→ **Provided passage**
╭──

Amoxicillin ($\alpha$ -amino-hydroxybenzylpenicillin) is an extensively used semisynthetic, orally absorbed antibiotic and its chemical structure is shown in Fig. 1(a) [12]. The residency time of amoxicillin in stomach is very short, duo to its degradation in gastric acid (pH 1.2). The $\beta$ -lactam ring present in structure in is more susceptible to hydrolytic degradation when the pH is significantly lower than isoelectric point (pH 4.8). Hence, amoxicillin capsules are unable to deliver the drug at desired site with effective concentration. In order to overcome this drawback, the drug is encapsulated inside polymer nanocomposite and taken by following oral administration route. This route has been considered to be most suitable due to its ease of administration, high patient compliance, least sterility constraints and flexibility in the design of the dosage form [13,14].

A lot of efforts have been made by researchers for the formation of these nanocomposite and tailoring of the properties of natural polysaccharides for controlled drug delivery application [[15], [16], [17], [18], [19], [20]]. Till dates, various synthesis methods of polymerization, such as, thermal [21], redox, E-beams [22], ultra violet (UV) [23] and $\gamma$ -rays [24] are available in literature. The high energy of $\gamma$ -ray having large penetration depth causes radiolysis and small penetration depth of ultra violet (UV) is limited to only surface grafting. Due to this reason, the ultra violet and gamma ray's methods are not effective for grafting the backbone material with synthetic monomers. Currently, the application of microwave irradiation for synthesis of polymer nanocomposite is an emerging polymerization technique as compare to other conventional methods [25,26]. This is due to the, large penetrating ability, quicker heating, large reaction rate, high efficiency and productivity and significantly enriched properties of products [27]. Hence, microwave assisted synthesis is promising for effective synthesis of polymeric nanocomposite.

╰──

→ **Work to complete**
Resume the passage on amoxicillin delivery and microwave-assisted nanocomposite synthesis, starting after its last sentence.

→ **Given information**
╭──

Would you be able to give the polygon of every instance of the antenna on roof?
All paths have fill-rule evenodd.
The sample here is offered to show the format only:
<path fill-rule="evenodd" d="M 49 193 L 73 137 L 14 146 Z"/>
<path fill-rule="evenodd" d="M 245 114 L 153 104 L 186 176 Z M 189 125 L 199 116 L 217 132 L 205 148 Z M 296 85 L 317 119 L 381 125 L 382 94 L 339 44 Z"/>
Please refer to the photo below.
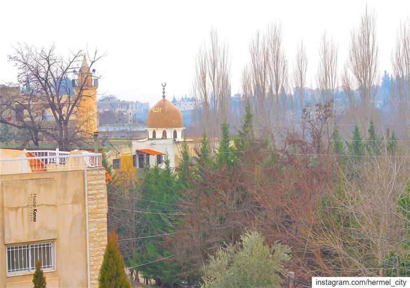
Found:
<path fill-rule="evenodd" d="M 161 83 L 161 85 L 162 86 L 162 98 L 165 98 L 165 86 L 167 86 L 167 82 L 162 84 Z"/>

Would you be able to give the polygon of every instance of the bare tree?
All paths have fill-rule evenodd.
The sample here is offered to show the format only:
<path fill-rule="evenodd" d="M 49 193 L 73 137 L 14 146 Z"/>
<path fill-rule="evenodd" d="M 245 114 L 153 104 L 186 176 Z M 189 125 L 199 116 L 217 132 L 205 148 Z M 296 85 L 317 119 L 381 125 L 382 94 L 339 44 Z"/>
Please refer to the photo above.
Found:
<path fill-rule="evenodd" d="M 392 62 L 396 80 L 392 93 L 393 103 L 401 119 L 408 123 L 410 121 L 410 19 L 402 22 L 400 25 Z M 410 135 L 410 133 L 407 133 Z"/>
<path fill-rule="evenodd" d="M 288 59 L 282 42 L 282 26 L 271 23 L 268 28 L 266 38 L 269 49 L 270 86 L 273 93 L 274 108 L 276 112 L 276 122 L 279 120 L 279 113 L 284 112 L 285 106 L 281 104 L 285 101 L 285 89 L 288 84 Z"/>
<path fill-rule="evenodd" d="M 11 113 L 16 117 L 12 121 L 1 117 L 0 122 L 29 131 L 37 147 L 43 139 L 56 143 L 61 150 L 83 145 L 89 122 L 96 120 L 95 115 L 78 113 L 82 108 L 81 100 L 89 97 L 83 96 L 83 93 L 90 86 L 91 73 L 82 73 L 74 91 L 71 90 L 69 75 L 79 67 L 81 58 L 83 66 L 85 61 L 87 64 L 86 54 L 90 61 L 89 71 L 104 56 L 96 50 L 92 54 L 79 50 L 65 59 L 57 53 L 54 45 L 38 49 L 19 44 L 9 58 L 17 66 L 19 83 L 26 85 L 26 91 L 19 97 L 2 99 L 0 115 Z M 46 112 L 52 121 L 45 120 Z"/>
<path fill-rule="evenodd" d="M 366 118 L 374 106 L 378 66 L 376 16 L 366 7 L 360 26 L 351 32 L 347 67 L 353 74 L 353 84 L 359 90 L 360 105 Z"/>
<path fill-rule="evenodd" d="M 218 131 L 215 127 L 229 116 L 231 62 L 228 46 L 219 43 L 216 30 L 212 29 L 210 36 L 209 46 L 201 48 L 197 56 L 193 92 L 202 129 L 212 136 Z"/>
<path fill-rule="evenodd" d="M 306 56 L 303 42 L 298 45 L 296 58 L 293 66 L 293 81 L 299 100 L 300 115 L 303 118 L 303 96 L 305 83 L 306 83 L 306 71 L 308 69 L 308 58 Z"/>
<path fill-rule="evenodd" d="M 333 39 L 323 34 L 319 48 L 319 62 L 316 83 L 322 103 L 333 101 L 337 87 L 338 49 Z"/>
<path fill-rule="evenodd" d="M 251 61 L 242 72 L 242 86 L 245 97 L 251 98 L 255 109 L 255 120 L 265 130 L 269 127 L 271 118 L 267 109 L 266 97 L 269 91 L 269 50 L 266 38 L 256 32 L 249 45 Z"/>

╰──

→ **Task output**
Xanthan gum (XG) is an anionic, natural edible polysaccharide derived from Xanthomonas campestris and its chemical structure is shown in Fig. 1(b). It has been extensively used in the pharmaceutical industries because of their excellent properties such as high molecular weight, high solubility, pH stability, nontoxicity, and gelling characteristics [28]. Acrylic acid (AA) is a prospective monomer used in preparation of the grafted copolymer. The number of studies have been reported which direct towards the usage of natural polysaccharides polymer matrix and its composite for drug delivery applications [[29], [30], [31], [32], [33]]. The chemical structure of polysaccharides reveal that they have functional groups, such as, –OH, –NH₂, –CONH₂, –COOH, and –SO₃, which make them active.

From above discussion, it can be concluded that a lot of efforts have been made in the past by many researchers to synthesize the polymer and its nanocomposite as a controlled device. In the present study, an attempt has been made to fabricate microwave assisted biodegradable nanocomposite based on XG using gold nanoparticles as multifunctional agents by using quite innovative MW irradiation technique. The in-situ synthesis of gold nanoparticles has been carried out by novel plant extract, i.e., Nepeta leucophylla, which enriched the synthesized nanocomposite with good antioxidant potential. Then, the application of MW-XG/Poly(AA)/AuNPs nanocomposite hydrogel as device for controlled release of Amoxicillin is demonstrated. The drug loaded hydrogel nanocomposite is allowed to load the drug through swelling and to release the drug through deswelling by placing them into double deionized water. Biodegradation test of synthesized nanocomposite has been also carried out by soil burial method. It is expected that the present study may provide the biodegradable nanocomposite with decent antioxidant potential for controlled release of amoxicillin.